**GIVEN EXERCISE**
Write out exactly, please, the lines from the one containing "the pond, and" to the end of the material.

(Extracted records)
━━━━
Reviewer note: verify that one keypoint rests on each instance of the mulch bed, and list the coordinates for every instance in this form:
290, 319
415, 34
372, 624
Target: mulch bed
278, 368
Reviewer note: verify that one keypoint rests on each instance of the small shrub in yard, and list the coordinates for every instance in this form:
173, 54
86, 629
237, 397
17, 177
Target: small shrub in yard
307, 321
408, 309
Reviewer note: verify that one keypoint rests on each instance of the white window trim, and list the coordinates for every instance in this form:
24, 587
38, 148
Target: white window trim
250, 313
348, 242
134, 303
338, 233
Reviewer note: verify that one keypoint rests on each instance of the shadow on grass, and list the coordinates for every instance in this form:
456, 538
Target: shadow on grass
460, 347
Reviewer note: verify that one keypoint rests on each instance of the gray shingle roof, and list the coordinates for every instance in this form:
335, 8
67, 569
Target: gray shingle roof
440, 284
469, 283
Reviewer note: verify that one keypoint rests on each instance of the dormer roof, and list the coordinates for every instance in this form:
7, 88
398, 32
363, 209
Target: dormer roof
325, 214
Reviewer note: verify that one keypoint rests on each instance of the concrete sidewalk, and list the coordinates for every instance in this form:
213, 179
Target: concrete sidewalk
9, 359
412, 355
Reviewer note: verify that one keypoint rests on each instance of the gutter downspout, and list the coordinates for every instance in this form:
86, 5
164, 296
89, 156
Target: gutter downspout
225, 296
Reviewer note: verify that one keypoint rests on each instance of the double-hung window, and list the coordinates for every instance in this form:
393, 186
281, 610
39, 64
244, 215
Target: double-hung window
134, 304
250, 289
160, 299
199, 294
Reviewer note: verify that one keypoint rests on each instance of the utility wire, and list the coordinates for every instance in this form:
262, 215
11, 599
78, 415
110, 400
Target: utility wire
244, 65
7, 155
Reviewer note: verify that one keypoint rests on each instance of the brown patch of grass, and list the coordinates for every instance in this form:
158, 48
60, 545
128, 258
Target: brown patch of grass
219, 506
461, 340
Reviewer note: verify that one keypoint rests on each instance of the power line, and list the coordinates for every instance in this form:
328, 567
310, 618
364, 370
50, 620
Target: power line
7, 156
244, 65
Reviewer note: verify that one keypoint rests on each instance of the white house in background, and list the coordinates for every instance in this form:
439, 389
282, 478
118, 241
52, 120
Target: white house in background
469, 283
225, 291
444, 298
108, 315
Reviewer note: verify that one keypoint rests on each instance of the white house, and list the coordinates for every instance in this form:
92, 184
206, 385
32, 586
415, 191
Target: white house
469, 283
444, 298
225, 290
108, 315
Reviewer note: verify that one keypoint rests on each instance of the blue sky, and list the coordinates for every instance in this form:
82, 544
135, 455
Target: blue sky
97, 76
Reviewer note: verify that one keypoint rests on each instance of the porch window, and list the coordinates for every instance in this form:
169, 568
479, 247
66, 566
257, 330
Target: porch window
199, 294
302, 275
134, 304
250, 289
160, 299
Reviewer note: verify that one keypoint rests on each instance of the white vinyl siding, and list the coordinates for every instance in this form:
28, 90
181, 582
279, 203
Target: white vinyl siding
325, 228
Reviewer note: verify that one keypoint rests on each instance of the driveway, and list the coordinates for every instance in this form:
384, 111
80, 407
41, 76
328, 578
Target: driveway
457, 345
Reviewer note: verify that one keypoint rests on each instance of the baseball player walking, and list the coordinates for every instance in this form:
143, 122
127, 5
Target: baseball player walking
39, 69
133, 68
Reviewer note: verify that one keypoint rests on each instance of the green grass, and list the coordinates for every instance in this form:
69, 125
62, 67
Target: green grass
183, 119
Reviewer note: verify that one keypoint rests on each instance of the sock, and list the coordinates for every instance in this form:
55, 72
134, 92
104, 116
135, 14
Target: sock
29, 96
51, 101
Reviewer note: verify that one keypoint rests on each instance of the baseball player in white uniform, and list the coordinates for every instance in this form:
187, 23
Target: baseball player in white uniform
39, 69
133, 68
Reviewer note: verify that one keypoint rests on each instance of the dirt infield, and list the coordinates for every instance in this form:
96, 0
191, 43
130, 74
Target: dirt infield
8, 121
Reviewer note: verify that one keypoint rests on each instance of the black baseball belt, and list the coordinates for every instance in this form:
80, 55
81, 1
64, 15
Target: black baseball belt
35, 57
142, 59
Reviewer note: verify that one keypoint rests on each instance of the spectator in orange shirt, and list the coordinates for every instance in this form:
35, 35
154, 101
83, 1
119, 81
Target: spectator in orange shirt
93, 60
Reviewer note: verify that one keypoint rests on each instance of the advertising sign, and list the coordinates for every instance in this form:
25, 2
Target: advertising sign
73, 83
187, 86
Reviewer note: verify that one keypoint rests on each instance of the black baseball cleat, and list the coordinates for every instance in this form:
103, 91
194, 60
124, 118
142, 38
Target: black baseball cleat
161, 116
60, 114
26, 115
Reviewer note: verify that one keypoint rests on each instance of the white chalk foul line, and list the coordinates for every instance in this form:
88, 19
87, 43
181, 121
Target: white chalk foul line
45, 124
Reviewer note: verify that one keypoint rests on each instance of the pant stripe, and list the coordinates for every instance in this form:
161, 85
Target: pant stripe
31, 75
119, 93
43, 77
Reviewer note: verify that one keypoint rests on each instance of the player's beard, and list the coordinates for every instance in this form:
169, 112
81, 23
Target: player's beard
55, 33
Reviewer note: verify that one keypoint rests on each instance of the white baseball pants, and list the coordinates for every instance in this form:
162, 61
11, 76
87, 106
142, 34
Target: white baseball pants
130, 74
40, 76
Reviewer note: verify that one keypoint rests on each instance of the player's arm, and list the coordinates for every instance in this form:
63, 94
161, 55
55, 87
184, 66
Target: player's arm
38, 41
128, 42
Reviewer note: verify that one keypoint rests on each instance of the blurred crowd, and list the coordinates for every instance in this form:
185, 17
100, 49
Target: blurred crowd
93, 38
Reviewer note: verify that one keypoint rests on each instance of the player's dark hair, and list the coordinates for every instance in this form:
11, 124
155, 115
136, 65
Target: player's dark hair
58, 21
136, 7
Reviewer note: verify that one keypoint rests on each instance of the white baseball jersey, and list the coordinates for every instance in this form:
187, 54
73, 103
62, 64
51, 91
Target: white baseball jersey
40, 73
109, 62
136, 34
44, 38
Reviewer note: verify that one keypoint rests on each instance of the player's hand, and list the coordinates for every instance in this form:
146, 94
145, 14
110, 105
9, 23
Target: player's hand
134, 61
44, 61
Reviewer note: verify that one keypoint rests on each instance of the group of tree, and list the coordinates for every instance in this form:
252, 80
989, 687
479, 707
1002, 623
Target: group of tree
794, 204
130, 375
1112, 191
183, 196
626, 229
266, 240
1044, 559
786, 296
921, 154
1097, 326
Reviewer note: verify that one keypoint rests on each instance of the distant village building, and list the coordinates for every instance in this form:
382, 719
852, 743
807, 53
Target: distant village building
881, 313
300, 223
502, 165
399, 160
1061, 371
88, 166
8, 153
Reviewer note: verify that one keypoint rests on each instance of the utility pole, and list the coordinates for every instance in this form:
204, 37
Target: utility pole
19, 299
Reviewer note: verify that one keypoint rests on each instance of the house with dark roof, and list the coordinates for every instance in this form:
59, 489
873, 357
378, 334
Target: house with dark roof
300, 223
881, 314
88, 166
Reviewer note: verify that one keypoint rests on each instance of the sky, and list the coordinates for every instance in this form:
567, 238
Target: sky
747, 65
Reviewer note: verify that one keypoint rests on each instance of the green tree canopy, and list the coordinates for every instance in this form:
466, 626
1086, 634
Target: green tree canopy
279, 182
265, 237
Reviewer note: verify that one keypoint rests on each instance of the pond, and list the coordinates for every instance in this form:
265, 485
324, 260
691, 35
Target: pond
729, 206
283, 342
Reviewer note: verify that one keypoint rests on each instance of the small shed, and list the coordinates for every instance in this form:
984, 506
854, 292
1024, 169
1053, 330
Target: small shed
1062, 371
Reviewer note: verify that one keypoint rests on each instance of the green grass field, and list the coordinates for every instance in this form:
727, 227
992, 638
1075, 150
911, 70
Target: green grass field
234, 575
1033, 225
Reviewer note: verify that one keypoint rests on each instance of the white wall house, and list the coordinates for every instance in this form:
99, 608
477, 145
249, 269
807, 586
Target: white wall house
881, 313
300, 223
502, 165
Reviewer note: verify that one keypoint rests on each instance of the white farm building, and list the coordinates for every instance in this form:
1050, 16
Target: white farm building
━━━━
**SOLUTION**
Reviewer note: verify that one keypoint rests on each instance of the pond, and list the coordinates for every instance in this form:
265, 485
324, 260
691, 35
Target: pond
729, 206
283, 342
Reviewer note: verify that one keypoint rests on each instance of the small shed, and list the coordinates for every instance in this form:
984, 506
854, 292
1024, 169
1053, 330
Target: small shed
1062, 371
Reviewer note: verify that one keypoint rests on each instance of the green grass field, and list the coordinates for every instance in this form:
727, 227
992, 638
1075, 150
911, 70
Target: green grass field
234, 575
1033, 225
Reviewer note: verify that one keypoint rests on each instance of the white wall house, and list the coordinates for every instance in this form:
99, 608
477, 145
249, 269
807, 586
Target: white wall house
881, 313
300, 223
502, 165
Reviewer note: verify that one keypoint rests on each instance of the white farm building, and list the coordinates for every instance in this form:
1050, 16
Target: white farm building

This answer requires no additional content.